Extracted records:
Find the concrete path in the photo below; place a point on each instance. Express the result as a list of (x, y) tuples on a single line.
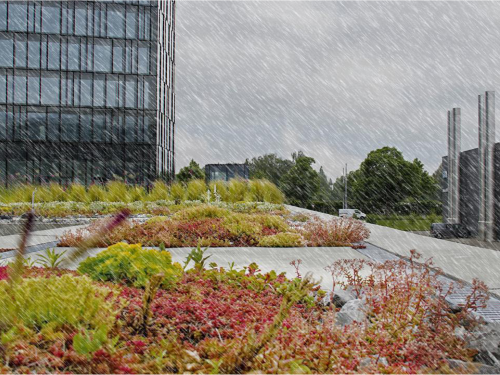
[(314, 259), (36, 238), (461, 261)]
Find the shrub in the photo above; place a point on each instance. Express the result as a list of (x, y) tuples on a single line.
[(177, 192), (196, 190), (201, 212), (57, 193), (282, 240), (237, 189), (117, 192), (77, 193), (219, 187), (56, 302), (96, 193), (131, 264), (335, 232), (159, 191)]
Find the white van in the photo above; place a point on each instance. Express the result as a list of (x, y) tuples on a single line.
[(352, 212)]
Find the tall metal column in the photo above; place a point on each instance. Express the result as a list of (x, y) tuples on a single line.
[(454, 131), (481, 164), (489, 206)]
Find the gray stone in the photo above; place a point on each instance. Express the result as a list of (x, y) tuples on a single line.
[(486, 340), (352, 311), (341, 297)]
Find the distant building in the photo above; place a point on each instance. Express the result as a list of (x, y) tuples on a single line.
[(226, 171), (86, 90)]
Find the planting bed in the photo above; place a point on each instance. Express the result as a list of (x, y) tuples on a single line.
[(224, 225), (131, 310)]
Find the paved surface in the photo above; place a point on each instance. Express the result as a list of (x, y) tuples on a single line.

▶ Exercise description
Leave the pictures out, then print every entry exactly as it reads.

▶ Result of the task
Find the concrete path in the photo below; place a point on each instance. Express the result as a list of (x, y) tuples on a single line.
[(314, 259), (36, 238), (461, 261)]
Find the shrub in the photo above; place a point on each instance. Express the result as a list of (x, y) tuples on a single line.
[(177, 192), (196, 190), (201, 212), (57, 193), (282, 240), (237, 189), (117, 192), (77, 193), (219, 187), (56, 302), (96, 193), (131, 264), (335, 232), (159, 191)]
Find the white van in the photo above; place a point on each instance. Express the result as a list of (x, y) tuples on a single line.
[(352, 212)]
Find the tall metal column in the photo above; place a point on each instance. Express the result as a list of (x, y) tuples on a single line.
[(454, 131), (481, 164), (489, 206)]
Find the gray stone in the photo above; place a point on each instance. Express the result as a list of (x, y) tuples on a single line.
[(486, 340), (352, 311), (341, 297)]
Find the distant building in the photo above; place a point on each instance. Express the result as a list of (x, y) tuples on a single line.
[(226, 171), (86, 90)]
Find the planting bed in the photo above; place a point on each instance. Express the result as a list of (x, y) tuples on a single line.
[(224, 225), (131, 310)]
Find the paved surface in the photo above; place a point on each instance. Express the result as a list of (x, y) tuples on a single line.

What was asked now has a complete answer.